Exercises:
1 > Reproduce the entire thread on tmpfs inode number wraparound word for word.
2 > Identify every line in the records that contains the word "white", and copy each of those lines in full. Matching is case-sensitive.

Article:
· · · · · · ·

Darrick J. Wong writes:
On Fri, Dec 20, 2019 at 02:49:36AM +0000, Chris Down wrote:
In Facebook production we are seeing heavy inode number wraparounds on
tmpfs. On affected tiers, in excess of 10% of hosts show multiple files
with different content and the same inode number, with some servers even
having as many as 150 duplicated inode numbers with differing file
content.
This causes actual, tangible problems in production. For example, we
have complaints from those working on remote caches that their
application is reporting cache corruptions because it uses (device,
inodenum) to establish the identity of a particular cache object, but
...but you cannot delete the (dev, inum) tuple from the cache index when
you remove a cache object??
There are some cache objects which may be long-lived. In these kinds of cases,
the cache objects aren't removed until they're conclusively not needed.
Since tmpfs shares the i_ino counter with every other user of get_next_ino,
it's then entirely possible that we can thrash through 2^32 inodes within a
period that it's possible for a single cache file to exist.
because it's not unique any more, the application refuses to continue
and reports cache corruption. Even worse, sometimes applications may not
even detect the corruption but may continue anyway, causing phantom and
hard to debug behaviour.

· · · · · · ·

Material supplied:
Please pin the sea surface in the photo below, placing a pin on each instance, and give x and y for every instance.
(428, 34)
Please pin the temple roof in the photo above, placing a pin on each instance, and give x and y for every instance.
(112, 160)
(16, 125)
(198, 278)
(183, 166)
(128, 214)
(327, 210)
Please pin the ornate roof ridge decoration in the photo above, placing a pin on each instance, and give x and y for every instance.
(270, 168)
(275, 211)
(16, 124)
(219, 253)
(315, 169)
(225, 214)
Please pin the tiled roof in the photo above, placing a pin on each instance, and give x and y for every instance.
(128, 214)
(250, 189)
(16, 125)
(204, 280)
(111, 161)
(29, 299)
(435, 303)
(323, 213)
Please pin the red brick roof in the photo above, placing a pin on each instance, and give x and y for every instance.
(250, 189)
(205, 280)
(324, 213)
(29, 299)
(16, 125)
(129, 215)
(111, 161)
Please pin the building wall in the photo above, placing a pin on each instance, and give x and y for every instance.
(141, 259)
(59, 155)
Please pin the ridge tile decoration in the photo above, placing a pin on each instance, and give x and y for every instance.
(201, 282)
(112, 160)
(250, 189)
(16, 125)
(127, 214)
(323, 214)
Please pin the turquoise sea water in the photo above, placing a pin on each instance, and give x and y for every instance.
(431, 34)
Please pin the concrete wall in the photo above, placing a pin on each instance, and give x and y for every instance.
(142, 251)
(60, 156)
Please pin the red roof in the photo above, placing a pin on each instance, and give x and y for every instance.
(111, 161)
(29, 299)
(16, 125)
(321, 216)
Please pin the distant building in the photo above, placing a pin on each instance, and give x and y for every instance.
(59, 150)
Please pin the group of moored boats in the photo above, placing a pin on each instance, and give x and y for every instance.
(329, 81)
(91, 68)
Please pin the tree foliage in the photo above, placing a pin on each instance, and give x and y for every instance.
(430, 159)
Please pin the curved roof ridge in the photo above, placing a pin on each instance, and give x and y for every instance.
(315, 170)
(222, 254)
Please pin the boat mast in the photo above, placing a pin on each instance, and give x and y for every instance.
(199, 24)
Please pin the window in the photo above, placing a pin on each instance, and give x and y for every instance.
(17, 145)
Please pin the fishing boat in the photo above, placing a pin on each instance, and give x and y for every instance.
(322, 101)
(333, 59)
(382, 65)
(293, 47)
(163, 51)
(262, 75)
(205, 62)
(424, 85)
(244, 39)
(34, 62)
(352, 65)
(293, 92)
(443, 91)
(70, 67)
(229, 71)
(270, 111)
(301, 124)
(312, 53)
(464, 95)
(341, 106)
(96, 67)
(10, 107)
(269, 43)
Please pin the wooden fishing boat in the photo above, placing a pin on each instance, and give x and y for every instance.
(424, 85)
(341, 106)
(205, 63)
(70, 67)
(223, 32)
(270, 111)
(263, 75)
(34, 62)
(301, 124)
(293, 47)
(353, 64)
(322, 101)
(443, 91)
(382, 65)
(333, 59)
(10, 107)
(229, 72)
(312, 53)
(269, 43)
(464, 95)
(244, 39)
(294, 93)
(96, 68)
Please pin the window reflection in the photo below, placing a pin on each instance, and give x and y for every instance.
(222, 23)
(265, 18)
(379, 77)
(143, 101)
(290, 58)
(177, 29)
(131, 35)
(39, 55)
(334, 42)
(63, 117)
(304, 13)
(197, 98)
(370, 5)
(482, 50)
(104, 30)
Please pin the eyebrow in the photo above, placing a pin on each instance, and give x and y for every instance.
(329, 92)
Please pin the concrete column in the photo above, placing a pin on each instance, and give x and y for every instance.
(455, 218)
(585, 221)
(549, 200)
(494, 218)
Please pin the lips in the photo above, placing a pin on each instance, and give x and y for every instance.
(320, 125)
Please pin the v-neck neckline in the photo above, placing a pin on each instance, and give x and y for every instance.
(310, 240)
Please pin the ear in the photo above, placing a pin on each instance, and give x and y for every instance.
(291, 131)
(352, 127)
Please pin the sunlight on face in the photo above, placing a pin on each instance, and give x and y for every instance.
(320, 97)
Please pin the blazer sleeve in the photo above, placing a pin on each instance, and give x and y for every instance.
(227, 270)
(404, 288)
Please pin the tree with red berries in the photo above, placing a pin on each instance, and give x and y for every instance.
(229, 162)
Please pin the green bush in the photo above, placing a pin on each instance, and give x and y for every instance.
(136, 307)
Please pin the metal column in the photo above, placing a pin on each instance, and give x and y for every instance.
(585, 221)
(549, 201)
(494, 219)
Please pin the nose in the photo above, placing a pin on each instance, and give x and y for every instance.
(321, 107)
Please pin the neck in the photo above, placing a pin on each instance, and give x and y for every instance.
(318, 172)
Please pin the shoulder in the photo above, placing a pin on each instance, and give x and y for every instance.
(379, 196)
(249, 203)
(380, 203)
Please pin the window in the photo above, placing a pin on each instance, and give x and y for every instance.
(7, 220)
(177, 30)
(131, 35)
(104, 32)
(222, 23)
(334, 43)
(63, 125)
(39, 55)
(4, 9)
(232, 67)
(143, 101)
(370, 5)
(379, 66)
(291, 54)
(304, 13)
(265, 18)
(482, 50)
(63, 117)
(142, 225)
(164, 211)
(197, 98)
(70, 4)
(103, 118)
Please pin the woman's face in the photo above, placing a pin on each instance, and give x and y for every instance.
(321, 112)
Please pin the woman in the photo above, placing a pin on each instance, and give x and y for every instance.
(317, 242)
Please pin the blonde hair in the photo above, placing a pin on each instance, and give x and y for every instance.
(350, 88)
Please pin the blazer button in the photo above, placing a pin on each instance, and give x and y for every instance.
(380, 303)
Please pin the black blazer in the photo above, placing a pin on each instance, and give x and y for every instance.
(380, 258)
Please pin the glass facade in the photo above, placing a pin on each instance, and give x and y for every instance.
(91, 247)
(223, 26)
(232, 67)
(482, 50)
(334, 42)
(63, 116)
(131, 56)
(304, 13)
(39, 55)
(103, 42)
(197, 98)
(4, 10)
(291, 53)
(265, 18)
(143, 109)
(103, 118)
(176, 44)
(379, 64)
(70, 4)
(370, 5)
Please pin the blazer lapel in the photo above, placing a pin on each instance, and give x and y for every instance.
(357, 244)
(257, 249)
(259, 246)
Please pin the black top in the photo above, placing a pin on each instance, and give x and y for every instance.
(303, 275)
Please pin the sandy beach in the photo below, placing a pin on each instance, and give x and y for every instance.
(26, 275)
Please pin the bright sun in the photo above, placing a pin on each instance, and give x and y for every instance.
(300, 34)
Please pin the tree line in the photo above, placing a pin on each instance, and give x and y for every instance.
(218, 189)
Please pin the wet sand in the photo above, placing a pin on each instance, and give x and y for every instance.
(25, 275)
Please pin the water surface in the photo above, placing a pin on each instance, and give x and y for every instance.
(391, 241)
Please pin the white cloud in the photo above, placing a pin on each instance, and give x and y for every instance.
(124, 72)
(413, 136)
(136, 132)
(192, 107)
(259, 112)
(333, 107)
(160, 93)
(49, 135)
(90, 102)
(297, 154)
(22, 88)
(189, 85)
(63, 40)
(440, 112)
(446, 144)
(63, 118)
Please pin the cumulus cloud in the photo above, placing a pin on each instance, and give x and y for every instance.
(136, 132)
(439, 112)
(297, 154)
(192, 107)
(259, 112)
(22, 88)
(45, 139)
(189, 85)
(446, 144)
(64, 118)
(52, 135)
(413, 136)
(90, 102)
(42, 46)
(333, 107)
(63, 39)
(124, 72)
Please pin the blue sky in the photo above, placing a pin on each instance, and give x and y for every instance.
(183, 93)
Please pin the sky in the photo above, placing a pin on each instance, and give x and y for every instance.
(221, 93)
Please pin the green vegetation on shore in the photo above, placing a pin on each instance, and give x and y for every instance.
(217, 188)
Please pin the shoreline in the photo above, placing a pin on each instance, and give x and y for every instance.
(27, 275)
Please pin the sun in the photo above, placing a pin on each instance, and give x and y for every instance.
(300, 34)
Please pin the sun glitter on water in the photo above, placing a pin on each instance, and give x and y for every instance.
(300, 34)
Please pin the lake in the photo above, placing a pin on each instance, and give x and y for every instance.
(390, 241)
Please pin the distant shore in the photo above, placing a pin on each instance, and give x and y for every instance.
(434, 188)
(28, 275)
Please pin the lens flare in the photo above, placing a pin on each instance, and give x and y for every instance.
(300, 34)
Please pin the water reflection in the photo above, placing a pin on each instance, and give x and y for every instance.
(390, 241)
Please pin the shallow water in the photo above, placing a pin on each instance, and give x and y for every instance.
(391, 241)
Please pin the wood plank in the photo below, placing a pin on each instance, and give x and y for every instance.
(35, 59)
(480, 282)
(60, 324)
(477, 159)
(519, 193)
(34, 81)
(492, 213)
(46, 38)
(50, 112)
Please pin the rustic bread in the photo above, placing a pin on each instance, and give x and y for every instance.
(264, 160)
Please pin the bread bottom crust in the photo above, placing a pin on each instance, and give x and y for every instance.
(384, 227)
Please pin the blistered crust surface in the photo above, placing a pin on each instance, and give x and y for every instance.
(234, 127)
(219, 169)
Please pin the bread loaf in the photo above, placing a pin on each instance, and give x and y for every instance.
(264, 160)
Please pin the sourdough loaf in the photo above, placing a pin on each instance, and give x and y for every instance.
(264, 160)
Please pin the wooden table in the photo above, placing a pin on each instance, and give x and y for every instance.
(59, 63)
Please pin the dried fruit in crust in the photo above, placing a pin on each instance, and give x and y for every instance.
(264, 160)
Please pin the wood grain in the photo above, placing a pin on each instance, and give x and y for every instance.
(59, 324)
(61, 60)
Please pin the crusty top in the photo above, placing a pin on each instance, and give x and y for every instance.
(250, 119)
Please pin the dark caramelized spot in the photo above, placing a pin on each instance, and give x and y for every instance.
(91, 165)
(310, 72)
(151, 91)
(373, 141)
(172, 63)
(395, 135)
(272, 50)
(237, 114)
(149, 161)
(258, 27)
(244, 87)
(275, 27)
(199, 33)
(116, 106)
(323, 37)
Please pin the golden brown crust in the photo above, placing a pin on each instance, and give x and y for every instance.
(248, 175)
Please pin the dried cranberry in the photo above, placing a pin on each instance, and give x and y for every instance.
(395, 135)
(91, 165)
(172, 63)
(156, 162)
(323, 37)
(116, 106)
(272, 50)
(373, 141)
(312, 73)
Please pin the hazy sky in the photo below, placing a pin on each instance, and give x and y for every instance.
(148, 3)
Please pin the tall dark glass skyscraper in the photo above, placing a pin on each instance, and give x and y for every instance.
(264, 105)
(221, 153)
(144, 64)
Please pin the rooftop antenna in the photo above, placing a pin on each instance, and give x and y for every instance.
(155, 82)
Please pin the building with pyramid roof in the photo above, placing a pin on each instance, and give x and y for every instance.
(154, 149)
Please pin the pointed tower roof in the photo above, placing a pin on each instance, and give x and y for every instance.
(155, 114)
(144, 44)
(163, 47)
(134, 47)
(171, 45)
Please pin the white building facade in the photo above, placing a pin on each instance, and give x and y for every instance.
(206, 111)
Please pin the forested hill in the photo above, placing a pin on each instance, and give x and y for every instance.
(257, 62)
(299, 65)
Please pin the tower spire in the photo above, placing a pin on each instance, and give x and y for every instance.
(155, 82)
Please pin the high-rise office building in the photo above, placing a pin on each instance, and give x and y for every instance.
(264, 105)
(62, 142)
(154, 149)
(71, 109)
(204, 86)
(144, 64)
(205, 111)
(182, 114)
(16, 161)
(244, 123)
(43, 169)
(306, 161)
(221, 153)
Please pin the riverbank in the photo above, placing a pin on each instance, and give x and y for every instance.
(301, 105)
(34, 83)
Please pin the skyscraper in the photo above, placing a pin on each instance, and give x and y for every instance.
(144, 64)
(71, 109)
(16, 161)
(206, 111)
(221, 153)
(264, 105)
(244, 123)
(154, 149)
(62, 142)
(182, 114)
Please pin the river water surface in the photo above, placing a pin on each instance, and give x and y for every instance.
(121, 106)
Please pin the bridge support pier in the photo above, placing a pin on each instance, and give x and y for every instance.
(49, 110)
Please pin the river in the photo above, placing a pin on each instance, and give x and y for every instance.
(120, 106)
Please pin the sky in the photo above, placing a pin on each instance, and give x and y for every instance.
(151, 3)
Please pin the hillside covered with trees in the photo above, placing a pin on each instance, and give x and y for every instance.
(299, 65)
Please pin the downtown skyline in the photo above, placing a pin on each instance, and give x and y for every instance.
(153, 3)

· · · · · · ·

Solutions by task:
1 >
Darrick J. Wong writes:
On Fri, Dec 20, 2019 at 02:49:36AM +0000, Chris Down wrote:
In Facebook production we are seeing heavy inode number wraparounds on
tmpfs. On affected tiers, in excess of 10% of hosts show multiple files
with different content and the same inode number, with some servers even
having as many as 150 duplicated inode numbers with differing file
content.
This causes actual, tangible problems in production. For example, we
have complaints from those working on remote caches that their
application is reporting cache corruptions because it uses (device,
inodenum) to establish the identity of a particular cache object, but
...but you cannot delete the (dev, inum) tuple from the cache index when
you remove a cache object??
There are some cache objects which may be long-lived. In these kinds of cases,
the cache objects aren't removed until they're conclusively not needed.
Since tmpfs shares the i_ino counter with every other user of get_next_ino,
it's then entirely possible that we can thrash through 2^32 inodes within a
period that it's possible for a single cache file to exist.
because it's not unique any more, the application refuses to continue
and reports cache corruption. Even worse, sometimes applications may not
even detect the corruption but may continue anyway, causing phantom and
hard to debug behaviour.

2 >
Please pin the white cloud in the photo above, placing a pin on each instance, and give x and y for every instance.
Please pin the white building facade in the photo above, placing a pin on each instance, and give x and y for every instance.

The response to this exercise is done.